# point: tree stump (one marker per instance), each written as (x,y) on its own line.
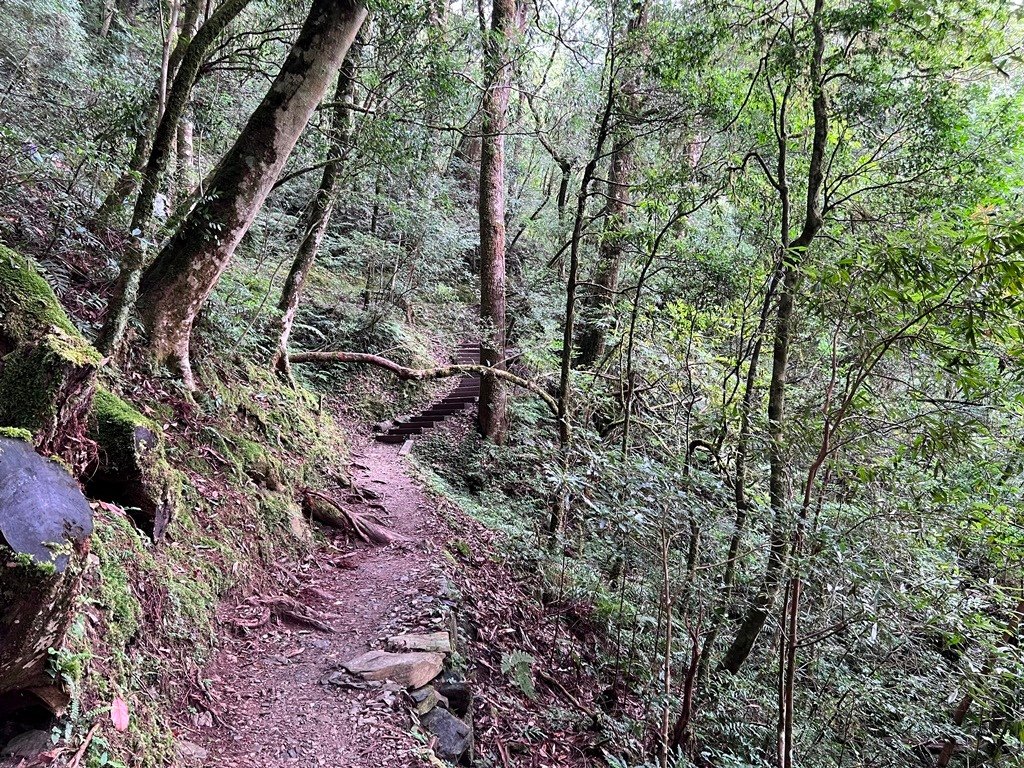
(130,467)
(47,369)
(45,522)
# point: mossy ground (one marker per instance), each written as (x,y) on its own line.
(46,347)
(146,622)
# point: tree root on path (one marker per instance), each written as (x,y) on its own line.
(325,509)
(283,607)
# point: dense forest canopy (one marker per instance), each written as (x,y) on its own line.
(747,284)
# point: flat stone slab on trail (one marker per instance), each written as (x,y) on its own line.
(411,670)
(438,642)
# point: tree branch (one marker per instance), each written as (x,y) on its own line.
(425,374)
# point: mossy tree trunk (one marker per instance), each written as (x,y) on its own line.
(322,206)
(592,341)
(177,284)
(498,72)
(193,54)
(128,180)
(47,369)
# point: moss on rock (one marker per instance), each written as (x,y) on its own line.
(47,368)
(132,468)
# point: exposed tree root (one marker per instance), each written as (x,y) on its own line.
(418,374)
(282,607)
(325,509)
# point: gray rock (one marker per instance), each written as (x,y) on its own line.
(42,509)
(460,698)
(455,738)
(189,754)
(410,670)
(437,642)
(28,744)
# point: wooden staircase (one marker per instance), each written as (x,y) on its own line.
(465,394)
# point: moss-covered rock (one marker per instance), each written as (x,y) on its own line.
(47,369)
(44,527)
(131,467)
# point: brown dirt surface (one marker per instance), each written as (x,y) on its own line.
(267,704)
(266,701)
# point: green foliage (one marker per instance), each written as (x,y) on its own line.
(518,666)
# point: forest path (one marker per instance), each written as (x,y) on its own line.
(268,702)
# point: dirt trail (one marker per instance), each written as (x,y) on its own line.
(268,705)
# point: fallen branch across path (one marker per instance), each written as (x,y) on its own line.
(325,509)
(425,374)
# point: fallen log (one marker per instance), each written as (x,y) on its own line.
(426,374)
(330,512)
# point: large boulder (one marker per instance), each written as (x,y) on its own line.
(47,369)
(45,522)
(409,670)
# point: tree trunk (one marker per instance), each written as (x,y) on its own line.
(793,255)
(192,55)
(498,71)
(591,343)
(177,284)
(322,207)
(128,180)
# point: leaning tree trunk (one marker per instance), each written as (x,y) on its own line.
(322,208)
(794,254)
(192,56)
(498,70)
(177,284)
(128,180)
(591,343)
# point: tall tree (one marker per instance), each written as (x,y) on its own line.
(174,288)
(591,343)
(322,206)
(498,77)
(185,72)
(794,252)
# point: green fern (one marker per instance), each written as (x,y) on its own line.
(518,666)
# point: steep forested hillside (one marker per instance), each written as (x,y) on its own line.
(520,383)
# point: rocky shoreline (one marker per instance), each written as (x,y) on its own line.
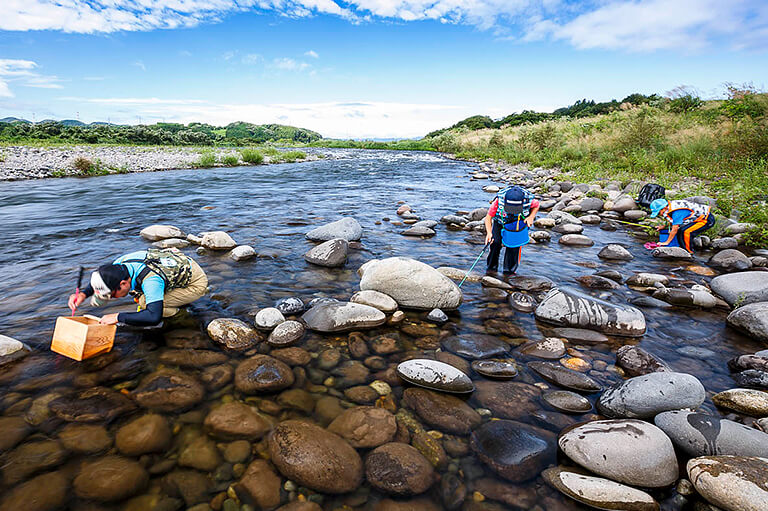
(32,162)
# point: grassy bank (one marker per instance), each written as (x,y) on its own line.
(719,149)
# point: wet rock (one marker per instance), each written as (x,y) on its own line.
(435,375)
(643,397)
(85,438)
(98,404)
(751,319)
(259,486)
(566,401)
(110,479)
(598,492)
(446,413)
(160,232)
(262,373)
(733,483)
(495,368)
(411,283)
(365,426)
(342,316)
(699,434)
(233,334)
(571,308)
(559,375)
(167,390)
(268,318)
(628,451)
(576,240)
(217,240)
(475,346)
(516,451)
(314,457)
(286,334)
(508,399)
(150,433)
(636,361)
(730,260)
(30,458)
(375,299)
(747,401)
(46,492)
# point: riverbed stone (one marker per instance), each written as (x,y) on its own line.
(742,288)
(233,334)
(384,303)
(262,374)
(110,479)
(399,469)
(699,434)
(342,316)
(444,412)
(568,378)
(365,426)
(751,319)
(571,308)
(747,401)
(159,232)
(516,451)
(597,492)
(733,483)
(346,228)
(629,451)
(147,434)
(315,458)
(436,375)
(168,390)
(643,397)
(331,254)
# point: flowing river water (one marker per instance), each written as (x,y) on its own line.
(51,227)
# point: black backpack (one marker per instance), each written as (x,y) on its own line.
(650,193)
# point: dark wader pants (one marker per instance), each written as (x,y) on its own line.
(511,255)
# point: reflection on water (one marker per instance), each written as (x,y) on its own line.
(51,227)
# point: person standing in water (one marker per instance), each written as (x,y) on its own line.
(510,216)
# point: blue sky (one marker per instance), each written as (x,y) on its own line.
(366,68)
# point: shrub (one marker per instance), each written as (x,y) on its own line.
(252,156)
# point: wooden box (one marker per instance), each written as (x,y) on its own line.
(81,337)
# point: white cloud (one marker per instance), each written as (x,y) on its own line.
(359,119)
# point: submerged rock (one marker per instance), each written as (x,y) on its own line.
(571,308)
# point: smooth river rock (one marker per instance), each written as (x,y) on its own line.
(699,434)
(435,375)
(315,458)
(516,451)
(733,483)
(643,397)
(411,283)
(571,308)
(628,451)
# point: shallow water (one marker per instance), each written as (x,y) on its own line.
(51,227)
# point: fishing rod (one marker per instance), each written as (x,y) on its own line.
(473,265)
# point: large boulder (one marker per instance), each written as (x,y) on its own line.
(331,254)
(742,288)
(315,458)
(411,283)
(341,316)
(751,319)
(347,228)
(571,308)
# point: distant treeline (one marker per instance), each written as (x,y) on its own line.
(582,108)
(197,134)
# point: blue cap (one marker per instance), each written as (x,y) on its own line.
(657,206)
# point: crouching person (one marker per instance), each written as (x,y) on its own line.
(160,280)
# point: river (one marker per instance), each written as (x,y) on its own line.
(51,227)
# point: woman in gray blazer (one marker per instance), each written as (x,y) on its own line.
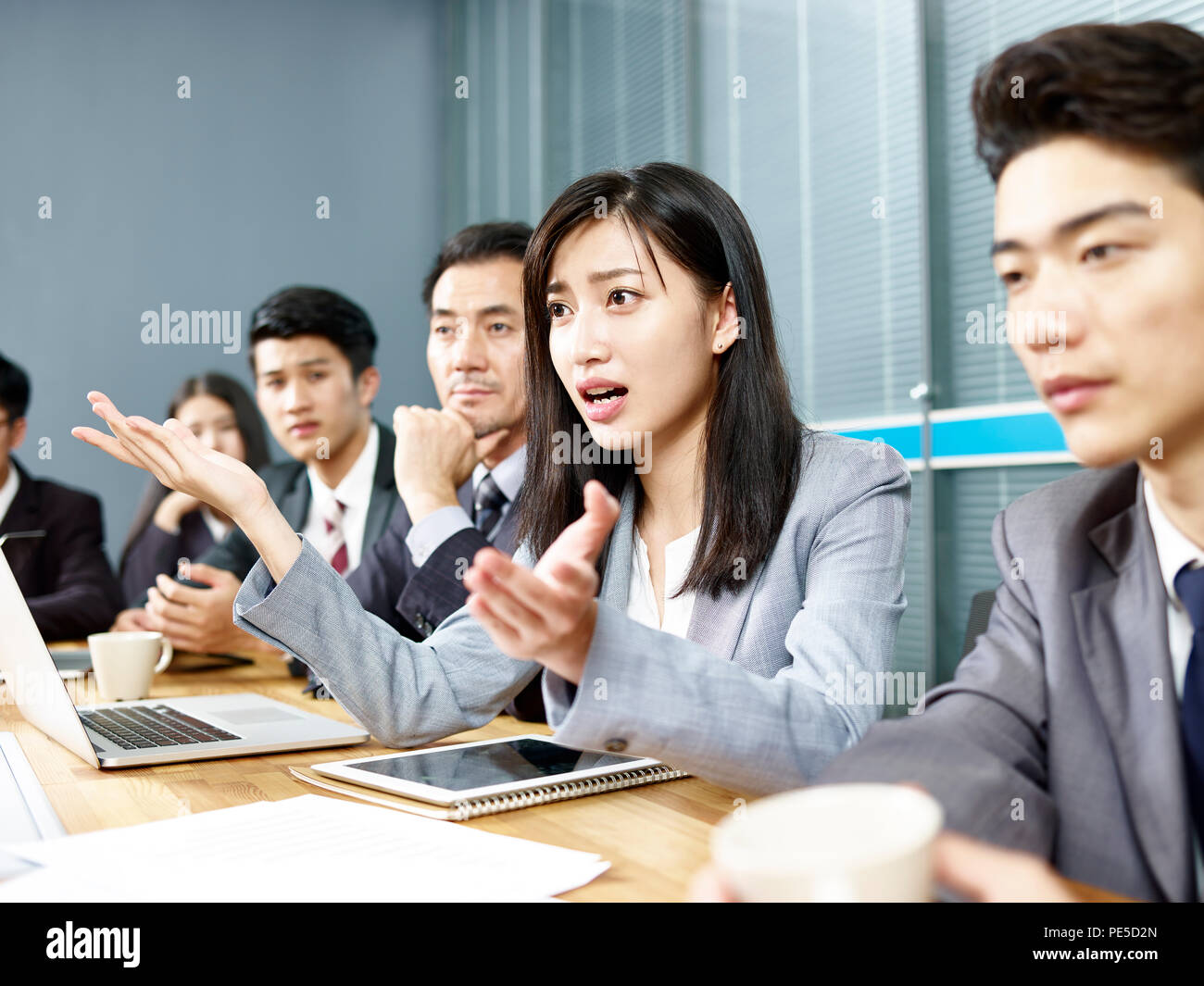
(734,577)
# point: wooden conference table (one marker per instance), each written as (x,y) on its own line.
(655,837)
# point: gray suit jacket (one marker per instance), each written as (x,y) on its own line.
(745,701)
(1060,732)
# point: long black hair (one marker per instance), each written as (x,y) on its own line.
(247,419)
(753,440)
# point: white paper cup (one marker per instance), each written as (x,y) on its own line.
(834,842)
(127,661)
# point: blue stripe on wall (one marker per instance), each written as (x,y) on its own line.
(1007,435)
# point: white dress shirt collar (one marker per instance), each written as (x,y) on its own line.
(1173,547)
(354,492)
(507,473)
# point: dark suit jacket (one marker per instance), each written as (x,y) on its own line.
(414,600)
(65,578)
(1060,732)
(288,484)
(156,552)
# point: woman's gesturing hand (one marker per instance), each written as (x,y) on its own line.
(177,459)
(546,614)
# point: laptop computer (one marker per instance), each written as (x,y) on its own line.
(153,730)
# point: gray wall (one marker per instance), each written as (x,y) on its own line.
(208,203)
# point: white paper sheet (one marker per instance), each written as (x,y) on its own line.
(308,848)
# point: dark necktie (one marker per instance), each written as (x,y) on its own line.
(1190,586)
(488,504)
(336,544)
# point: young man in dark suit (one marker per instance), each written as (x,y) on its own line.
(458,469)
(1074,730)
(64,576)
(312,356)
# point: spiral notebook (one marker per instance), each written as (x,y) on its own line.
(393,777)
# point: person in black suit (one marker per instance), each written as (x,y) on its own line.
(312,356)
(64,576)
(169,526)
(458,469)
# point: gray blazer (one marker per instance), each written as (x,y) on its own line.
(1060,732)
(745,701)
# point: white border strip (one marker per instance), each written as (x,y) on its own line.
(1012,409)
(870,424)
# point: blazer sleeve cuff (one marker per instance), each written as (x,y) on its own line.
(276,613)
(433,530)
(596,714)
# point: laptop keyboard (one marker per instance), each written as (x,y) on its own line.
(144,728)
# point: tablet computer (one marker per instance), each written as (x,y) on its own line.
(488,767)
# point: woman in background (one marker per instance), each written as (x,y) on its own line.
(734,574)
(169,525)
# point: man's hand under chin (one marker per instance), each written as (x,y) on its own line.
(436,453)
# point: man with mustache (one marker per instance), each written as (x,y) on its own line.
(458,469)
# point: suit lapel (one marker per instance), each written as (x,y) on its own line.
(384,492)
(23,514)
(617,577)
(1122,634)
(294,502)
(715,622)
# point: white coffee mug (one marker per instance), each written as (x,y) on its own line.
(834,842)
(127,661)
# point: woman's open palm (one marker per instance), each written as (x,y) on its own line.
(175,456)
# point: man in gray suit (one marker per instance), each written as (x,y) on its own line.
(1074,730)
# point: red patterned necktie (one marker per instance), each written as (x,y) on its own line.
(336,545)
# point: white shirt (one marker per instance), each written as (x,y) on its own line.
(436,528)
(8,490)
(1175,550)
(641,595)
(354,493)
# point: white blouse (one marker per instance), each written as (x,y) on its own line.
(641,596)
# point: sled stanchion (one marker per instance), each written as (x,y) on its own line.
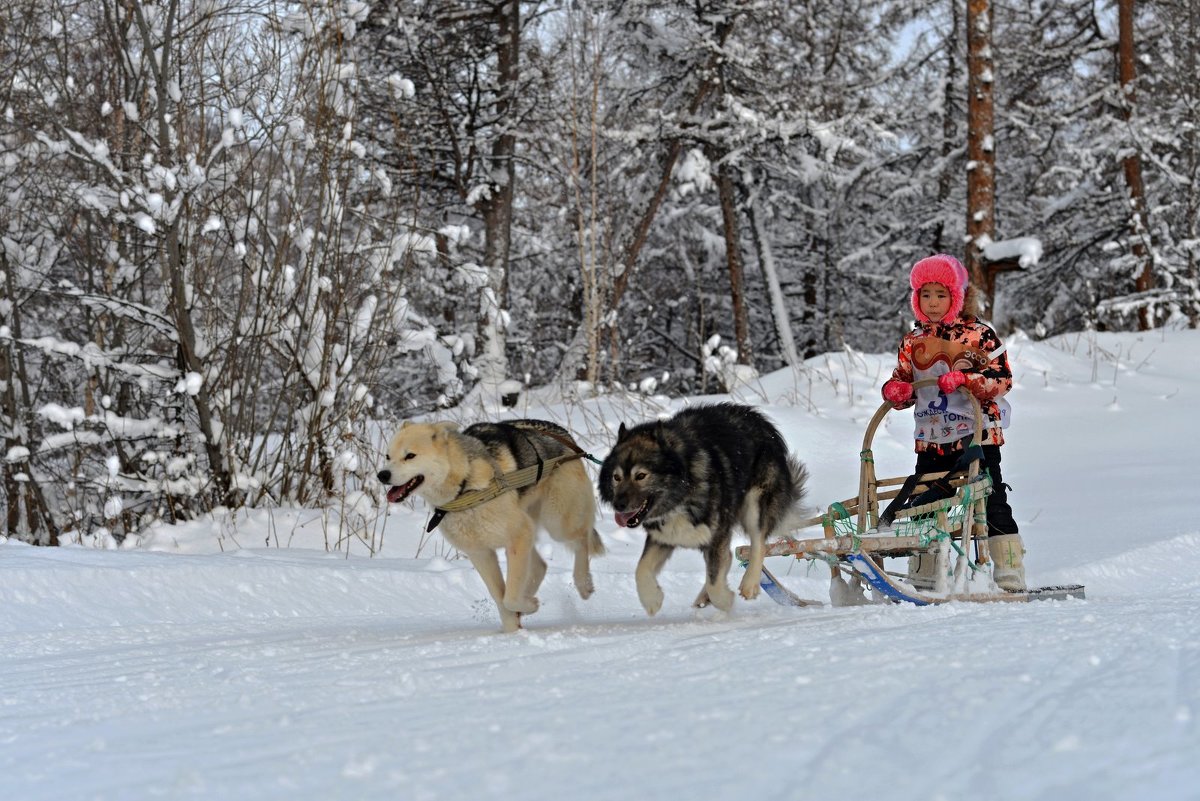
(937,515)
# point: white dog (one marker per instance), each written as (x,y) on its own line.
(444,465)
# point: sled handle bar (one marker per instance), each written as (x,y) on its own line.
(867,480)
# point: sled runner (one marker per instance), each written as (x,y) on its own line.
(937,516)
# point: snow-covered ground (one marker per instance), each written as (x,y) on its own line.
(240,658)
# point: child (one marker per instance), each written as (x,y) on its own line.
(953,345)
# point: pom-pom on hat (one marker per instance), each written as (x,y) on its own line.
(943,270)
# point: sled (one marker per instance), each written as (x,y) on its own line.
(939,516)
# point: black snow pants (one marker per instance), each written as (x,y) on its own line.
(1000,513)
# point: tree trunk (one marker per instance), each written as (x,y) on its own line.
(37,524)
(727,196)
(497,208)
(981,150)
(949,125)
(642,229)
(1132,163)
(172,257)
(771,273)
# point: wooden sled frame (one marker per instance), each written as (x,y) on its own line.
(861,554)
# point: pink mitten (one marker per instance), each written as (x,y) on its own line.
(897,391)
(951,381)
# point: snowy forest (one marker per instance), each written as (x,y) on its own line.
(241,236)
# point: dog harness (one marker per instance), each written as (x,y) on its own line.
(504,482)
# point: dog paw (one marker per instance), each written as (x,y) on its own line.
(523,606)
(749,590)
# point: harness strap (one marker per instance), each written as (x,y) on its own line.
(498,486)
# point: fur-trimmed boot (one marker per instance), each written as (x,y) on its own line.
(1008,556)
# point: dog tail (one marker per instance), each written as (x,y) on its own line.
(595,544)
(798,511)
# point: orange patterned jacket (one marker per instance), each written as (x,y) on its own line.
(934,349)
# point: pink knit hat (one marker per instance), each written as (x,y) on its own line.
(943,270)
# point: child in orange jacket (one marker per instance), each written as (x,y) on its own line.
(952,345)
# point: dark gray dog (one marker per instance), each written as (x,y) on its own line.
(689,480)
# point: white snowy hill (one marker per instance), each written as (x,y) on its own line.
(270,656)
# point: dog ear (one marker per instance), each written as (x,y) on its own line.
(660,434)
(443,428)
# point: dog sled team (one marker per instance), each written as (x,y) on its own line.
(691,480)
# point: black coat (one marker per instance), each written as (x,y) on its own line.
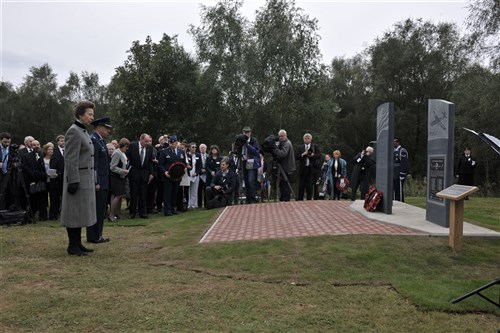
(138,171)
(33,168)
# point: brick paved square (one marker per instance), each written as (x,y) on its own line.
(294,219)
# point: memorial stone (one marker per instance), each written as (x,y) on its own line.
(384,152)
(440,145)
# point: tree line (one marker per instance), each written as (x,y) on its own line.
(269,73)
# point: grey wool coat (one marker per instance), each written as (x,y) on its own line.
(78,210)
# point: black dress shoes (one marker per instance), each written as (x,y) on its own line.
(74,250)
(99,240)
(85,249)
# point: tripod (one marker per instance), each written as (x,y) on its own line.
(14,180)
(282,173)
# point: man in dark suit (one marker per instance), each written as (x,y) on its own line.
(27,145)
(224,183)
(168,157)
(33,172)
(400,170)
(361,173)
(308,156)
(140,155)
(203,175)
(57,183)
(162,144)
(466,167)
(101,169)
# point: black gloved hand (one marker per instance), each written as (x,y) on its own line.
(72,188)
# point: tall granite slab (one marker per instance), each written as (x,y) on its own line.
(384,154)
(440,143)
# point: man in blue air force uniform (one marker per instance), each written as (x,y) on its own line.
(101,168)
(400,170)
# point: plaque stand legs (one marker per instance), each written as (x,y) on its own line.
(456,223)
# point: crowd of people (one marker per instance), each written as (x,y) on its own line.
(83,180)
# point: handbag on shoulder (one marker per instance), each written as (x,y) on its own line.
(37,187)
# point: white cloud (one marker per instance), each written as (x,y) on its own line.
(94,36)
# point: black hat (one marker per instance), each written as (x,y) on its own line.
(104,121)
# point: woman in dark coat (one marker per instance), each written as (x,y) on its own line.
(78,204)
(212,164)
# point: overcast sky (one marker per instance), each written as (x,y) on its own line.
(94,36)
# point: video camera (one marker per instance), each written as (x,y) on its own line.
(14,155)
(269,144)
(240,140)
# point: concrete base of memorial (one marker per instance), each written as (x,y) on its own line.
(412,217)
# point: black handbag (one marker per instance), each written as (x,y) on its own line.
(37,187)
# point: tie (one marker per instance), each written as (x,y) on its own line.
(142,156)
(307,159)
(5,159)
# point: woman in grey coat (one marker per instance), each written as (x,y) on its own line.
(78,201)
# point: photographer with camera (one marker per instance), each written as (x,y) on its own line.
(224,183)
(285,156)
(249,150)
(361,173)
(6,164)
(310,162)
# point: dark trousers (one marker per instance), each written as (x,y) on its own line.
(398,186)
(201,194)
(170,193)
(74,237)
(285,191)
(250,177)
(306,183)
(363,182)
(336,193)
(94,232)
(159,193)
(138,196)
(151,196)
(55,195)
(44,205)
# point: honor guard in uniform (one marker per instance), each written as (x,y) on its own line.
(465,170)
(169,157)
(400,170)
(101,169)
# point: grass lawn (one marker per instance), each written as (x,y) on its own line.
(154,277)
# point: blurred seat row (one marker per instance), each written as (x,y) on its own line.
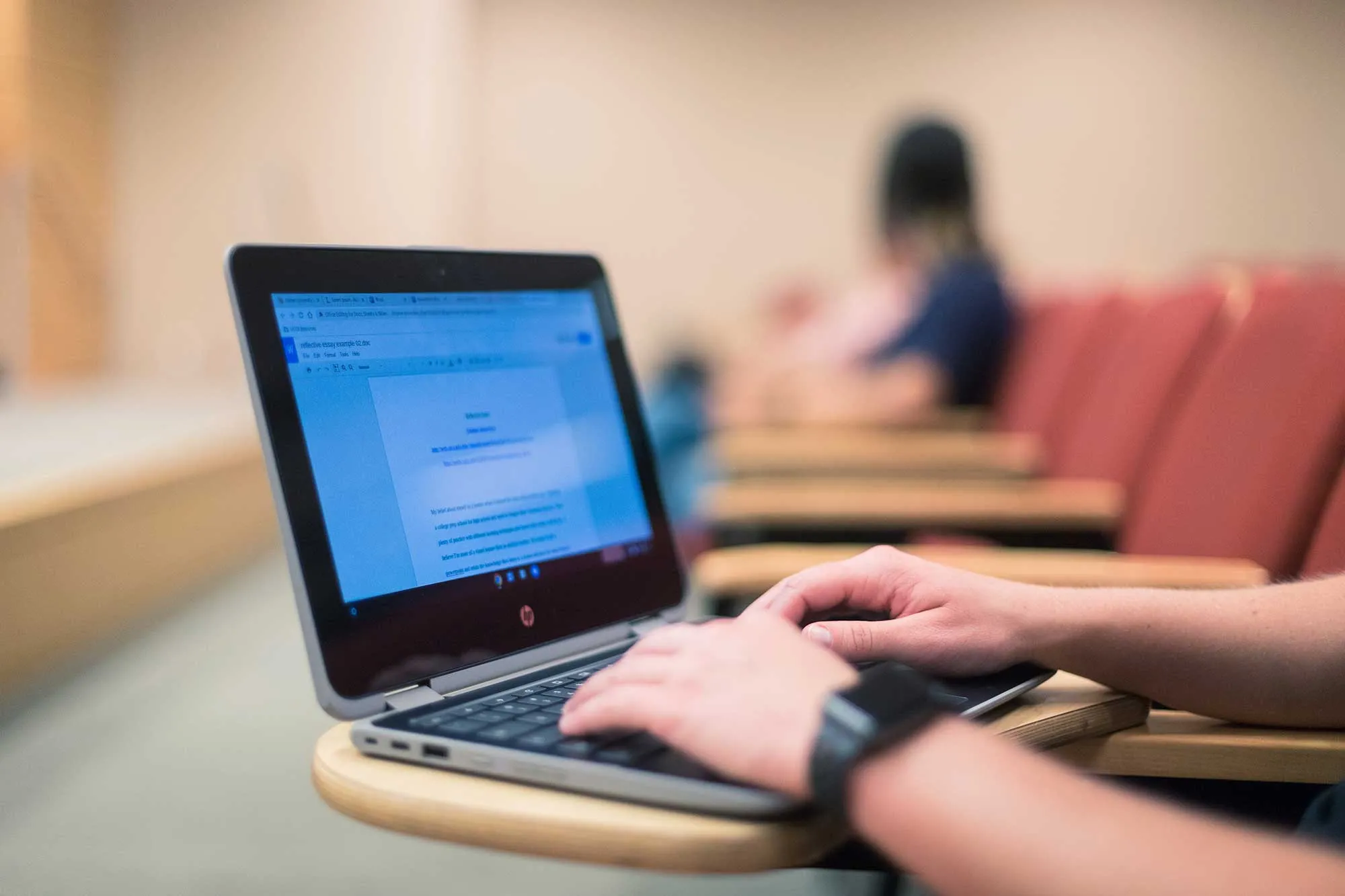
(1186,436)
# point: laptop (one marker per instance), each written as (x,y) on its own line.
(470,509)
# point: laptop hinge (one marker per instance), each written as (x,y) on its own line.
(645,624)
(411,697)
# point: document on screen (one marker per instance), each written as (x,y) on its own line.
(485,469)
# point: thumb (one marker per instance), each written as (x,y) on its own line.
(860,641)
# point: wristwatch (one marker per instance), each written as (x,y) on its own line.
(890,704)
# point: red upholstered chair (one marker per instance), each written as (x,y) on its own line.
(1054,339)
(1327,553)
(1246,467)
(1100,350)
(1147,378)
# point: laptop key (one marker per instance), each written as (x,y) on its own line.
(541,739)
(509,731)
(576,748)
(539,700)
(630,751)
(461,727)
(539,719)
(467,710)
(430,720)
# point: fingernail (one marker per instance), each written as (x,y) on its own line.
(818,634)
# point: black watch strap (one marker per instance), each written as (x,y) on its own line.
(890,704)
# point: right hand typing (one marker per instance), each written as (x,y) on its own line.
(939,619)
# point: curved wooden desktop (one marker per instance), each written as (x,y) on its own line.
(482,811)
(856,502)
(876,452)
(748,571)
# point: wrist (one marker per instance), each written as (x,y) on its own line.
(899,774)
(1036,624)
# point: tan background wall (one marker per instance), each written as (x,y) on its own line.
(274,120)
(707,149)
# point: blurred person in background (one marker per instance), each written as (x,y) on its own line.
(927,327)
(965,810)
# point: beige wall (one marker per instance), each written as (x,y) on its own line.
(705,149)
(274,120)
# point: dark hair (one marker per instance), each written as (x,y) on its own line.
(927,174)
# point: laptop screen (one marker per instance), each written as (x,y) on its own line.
______________________________
Only the lines from the one holding "# point: wristwatch" through the end of the listing should be given again, exactly and with both ends included.

# point: wristwatch (one marker per instance), each written as (x,y) on its own line.
(890,704)
# point: red upholstered chair (one marker per instance), each written as (x,y) on its own line.
(1054,339)
(1327,553)
(1246,467)
(1100,350)
(1147,378)
# point: laptop key (one marker per instance), each written as (x,y) on its own line.
(541,739)
(509,731)
(576,748)
(539,700)
(630,751)
(461,727)
(539,719)
(467,710)
(430,720)
# point: fingernail (one marker per instance), each written as (x,y) on its own line.
(818,634)
# point: black watch strap (one marker per instance), each written as (x,y) on its own line.
(890,704)
# point: right hand typing (one marker per instance), each written as (x,y) on its own line.
(939,619)
# point: curved wooden desktop (one marker per instance), each written as (x,y) on its own line.
(482,811)
(856,502)
(876,452)
(748,571)
# point: wrist (one marker per instance), each written as (x,y) on its own line.
(899,774)
(1036,624)
# point: tan background wall (one marker per instance), each written as (x,y) on its own line.
(274,120)
(707,149)
# point: blurred person in background (one marker per instance), each written as (x,y) on its own line.
(927,327)
(965,810)
# point: beige wall (one marker per instance), each written as (x,y) on its own line.
(705,149)
(274,120)
# point: dark hair (one marker per instance), each written as (x,y) on its own line.
(927,174)
# point: laptop screen (one marker per instance), each written as (x,y) on its own line.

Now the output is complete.